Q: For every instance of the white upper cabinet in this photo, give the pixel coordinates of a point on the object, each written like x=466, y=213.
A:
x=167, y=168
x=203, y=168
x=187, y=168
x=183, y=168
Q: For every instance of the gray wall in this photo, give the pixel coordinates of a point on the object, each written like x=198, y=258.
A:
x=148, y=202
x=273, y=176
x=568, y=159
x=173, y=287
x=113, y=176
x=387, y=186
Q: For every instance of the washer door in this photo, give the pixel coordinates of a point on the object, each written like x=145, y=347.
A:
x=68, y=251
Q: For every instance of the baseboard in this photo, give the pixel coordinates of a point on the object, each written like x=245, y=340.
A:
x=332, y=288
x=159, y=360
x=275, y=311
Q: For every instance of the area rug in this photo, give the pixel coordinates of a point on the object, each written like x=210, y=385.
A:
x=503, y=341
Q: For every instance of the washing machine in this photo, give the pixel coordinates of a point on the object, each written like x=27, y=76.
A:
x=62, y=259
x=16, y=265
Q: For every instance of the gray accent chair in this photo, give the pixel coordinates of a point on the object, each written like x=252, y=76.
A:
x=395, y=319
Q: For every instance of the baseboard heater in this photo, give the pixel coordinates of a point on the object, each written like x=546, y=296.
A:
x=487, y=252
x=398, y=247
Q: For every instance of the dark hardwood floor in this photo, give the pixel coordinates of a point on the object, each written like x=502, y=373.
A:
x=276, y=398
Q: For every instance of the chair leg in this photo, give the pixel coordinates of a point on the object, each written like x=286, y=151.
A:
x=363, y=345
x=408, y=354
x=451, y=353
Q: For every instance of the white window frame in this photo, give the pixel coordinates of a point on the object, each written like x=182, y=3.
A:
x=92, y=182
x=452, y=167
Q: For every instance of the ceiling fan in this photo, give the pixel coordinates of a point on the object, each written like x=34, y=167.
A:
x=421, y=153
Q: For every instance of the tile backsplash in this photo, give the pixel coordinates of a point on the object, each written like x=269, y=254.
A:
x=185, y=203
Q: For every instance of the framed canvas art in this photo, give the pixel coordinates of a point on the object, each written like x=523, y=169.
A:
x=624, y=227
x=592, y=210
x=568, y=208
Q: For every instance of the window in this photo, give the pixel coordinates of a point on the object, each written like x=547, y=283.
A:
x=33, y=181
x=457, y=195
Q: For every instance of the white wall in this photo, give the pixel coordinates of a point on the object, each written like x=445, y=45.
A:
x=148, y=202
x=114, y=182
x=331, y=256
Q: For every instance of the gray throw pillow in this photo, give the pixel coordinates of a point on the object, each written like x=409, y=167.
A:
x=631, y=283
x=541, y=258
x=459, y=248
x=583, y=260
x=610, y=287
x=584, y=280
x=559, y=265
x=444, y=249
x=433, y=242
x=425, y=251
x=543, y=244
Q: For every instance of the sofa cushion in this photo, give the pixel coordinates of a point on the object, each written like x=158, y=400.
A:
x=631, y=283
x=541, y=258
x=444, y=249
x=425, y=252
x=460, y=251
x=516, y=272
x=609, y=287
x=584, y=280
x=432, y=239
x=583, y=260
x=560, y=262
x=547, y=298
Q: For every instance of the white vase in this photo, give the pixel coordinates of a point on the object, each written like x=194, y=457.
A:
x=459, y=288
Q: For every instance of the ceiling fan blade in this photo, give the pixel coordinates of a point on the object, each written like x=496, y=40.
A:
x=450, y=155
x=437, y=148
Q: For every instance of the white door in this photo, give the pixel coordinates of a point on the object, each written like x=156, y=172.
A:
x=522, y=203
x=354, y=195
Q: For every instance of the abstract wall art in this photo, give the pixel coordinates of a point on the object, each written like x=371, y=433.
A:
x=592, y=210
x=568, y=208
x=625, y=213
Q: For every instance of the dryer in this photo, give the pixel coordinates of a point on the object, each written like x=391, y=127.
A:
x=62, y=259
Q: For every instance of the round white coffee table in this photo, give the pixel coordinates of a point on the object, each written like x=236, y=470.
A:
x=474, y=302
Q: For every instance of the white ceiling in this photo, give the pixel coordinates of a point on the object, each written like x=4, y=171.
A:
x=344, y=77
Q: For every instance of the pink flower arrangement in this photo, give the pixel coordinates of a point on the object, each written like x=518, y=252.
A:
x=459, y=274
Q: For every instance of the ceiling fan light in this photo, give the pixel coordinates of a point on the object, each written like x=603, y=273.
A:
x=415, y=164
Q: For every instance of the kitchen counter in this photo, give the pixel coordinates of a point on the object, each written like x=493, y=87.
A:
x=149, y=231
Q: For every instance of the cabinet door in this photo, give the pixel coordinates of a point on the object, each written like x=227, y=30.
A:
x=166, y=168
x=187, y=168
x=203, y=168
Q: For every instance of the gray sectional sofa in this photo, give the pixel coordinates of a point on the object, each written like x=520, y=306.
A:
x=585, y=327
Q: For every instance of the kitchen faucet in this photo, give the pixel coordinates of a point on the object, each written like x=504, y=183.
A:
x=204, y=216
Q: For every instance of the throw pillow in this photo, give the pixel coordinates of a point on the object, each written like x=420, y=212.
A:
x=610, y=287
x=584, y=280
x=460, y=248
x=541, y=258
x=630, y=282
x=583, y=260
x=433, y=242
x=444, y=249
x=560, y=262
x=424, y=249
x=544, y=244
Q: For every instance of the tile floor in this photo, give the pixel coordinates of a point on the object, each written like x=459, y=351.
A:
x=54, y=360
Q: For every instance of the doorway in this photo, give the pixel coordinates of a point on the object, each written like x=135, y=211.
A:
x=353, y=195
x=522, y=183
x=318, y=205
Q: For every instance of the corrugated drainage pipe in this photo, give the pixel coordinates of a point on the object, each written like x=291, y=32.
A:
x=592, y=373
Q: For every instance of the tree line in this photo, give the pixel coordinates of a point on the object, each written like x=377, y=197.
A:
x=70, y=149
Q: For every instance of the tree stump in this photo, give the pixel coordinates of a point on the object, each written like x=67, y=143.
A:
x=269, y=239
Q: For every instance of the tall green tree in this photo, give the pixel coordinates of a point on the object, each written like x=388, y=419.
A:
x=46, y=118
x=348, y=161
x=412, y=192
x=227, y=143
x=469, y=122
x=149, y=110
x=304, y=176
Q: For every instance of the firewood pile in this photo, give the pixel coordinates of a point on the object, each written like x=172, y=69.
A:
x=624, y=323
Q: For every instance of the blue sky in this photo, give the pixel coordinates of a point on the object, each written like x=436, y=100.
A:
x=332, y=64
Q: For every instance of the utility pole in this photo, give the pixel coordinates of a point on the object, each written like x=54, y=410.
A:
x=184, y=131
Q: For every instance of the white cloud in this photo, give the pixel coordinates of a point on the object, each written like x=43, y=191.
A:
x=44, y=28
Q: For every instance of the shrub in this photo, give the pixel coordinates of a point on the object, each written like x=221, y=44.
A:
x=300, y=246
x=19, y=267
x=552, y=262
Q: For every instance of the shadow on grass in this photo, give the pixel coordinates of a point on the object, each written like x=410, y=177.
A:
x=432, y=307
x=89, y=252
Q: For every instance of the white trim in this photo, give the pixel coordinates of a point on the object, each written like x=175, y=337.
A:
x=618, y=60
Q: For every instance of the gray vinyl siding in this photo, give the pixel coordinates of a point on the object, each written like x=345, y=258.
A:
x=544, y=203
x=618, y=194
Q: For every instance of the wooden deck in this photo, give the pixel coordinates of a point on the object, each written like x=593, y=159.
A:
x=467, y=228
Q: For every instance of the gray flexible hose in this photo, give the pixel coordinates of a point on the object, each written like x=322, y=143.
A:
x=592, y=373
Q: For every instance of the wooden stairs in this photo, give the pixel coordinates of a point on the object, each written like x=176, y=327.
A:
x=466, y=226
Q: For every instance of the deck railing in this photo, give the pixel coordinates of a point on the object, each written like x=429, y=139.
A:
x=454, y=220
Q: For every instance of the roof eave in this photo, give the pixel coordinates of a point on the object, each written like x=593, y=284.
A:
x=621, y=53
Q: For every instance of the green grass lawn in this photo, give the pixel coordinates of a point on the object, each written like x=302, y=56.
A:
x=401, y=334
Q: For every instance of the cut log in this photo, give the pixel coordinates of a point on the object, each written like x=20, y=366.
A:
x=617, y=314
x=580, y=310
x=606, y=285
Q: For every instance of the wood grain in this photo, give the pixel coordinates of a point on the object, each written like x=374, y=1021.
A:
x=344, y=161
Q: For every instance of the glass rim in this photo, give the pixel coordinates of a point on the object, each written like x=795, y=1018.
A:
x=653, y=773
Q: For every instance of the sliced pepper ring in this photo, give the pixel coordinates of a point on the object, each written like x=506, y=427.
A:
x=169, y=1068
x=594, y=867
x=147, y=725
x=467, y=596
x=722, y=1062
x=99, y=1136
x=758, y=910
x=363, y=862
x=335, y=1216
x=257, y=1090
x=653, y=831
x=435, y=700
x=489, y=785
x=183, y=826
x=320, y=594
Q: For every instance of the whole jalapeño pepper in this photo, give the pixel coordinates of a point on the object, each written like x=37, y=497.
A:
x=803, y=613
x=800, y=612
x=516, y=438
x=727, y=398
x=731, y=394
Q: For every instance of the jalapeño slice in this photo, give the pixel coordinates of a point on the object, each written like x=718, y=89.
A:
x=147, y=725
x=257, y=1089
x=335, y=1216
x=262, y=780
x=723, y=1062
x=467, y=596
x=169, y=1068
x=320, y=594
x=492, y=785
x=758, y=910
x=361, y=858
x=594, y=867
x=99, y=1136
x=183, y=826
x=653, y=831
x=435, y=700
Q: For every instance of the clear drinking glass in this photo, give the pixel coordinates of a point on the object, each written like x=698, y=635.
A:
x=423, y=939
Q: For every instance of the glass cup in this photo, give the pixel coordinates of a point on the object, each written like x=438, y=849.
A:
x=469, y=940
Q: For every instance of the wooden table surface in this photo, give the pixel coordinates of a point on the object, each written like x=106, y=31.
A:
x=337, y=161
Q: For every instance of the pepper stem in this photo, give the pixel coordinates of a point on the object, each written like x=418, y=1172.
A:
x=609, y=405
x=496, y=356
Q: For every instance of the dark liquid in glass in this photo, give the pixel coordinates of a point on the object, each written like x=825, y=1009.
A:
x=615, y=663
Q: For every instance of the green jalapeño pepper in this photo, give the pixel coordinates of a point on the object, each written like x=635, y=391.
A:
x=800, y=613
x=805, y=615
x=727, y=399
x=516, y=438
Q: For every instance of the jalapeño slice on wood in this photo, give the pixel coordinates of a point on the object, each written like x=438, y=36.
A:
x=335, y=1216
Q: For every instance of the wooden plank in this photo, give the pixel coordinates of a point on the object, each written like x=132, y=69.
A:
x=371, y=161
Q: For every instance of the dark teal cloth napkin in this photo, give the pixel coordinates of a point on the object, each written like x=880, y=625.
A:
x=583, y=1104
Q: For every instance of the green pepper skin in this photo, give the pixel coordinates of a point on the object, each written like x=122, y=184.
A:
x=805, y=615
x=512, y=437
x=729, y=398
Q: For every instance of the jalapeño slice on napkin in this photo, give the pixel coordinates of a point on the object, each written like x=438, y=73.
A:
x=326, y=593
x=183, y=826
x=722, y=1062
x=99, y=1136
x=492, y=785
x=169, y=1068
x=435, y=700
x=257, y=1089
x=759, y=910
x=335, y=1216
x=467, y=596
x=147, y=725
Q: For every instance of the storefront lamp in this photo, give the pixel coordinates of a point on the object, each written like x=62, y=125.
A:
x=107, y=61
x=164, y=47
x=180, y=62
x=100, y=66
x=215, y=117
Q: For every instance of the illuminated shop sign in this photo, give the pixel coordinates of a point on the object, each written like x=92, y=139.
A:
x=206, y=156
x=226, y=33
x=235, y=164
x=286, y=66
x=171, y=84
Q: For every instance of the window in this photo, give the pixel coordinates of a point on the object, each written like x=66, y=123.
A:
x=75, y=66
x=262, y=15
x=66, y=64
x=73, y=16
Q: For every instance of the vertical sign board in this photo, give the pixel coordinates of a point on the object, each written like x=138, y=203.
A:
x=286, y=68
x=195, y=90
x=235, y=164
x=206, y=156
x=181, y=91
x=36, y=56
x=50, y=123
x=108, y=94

-*-*-

→ **What is needed**:
Print the records from the line with "Q: For every instance of the tile floor" to the line with "x=552, y=262" verbatim, including both of those lines.

→ **Solved exercise**:
Q: For every instance of the tile floor in this photo, give the pixel coordinates of a point on the object, each written like x=459, y=351.
A:
x=54, y=360
Q: For every instance of the doorway in this photo, give the pixel coordinates of a point on the object, each written like x=135, y=211.
A:
x=353, y=195
x=522, y=183
x=318, y=205
Q: For every instance of the corrugated drainage pipe in this photo, give the pixel coordinates of a point on the object, each written like x=291, y=32.
A:
x=592, y=373
Q: For every instance of the tree line in this photo, give the pixel coordinates of a point on the object, each written like x=377, y=197.
A:
x=70, y=149
Q: For every instance of the tree stump in this photo, give the pixel coordinates of a point on the object, each written like x=67, y=143.
A:
x=269, y=239
Q: For every instance of the tall green tree in this photo, give the pixel coordinates of a point on the object, each written like x=388, y=419.
A:
x=46, y=118
x=348, y=161
x=412, y=192
x=227, y=143
x=469, y=122
x=149, y=110
x=304, y=176
Q: For every instance of the firewood pile in this photo, give the pixel coordinates of a point on the object, each written like x=172, y=69.
A:
x=624, y=323
Q: For every instance of the blue sky in this photo, give the pixel coordinates of a point on the object, each written like x=436, y=100.
A:
x=332, y=64
Q: For every instance of the utility pole in this photo, give the pixel coordinates of a point on the object, each written like x=54, y=410.
A:
x=184, y=131
Q: For every instance of the white cloud in this photo, give the pixel coordinates of a point on the object, each written like x=43, y=191.
A:
x=44, y=28
Q: For every instance of the shrub in this photo, give the pixel coordinates of a point on the object, each written like x=221, y=44.
A:
x=300, y=246
x=19, y=267
x=552, y=262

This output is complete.